- WHAT IS REQUIRED:
Could you repeat every entry below word for word, leaving out the pictures?

- WORKING DATA:
###
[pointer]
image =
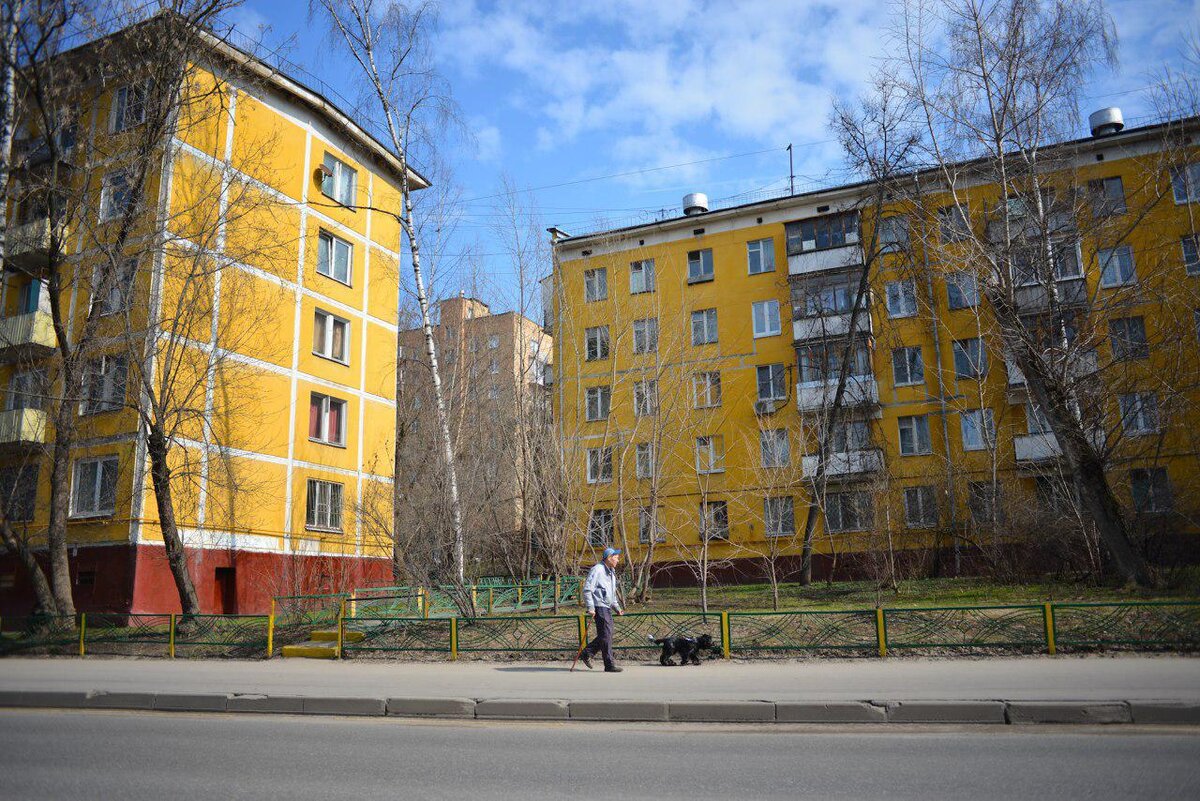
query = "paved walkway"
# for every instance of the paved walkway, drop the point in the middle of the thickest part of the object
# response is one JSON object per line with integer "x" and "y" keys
###
- EXERCISE SOLUTION:
[pointer]
image =
query = "paved walkway"
# for every instance of the paved walkway, drop the point in the middle of the thickest part of the object
# response is one JSON object per line with integer "x" and "y" keys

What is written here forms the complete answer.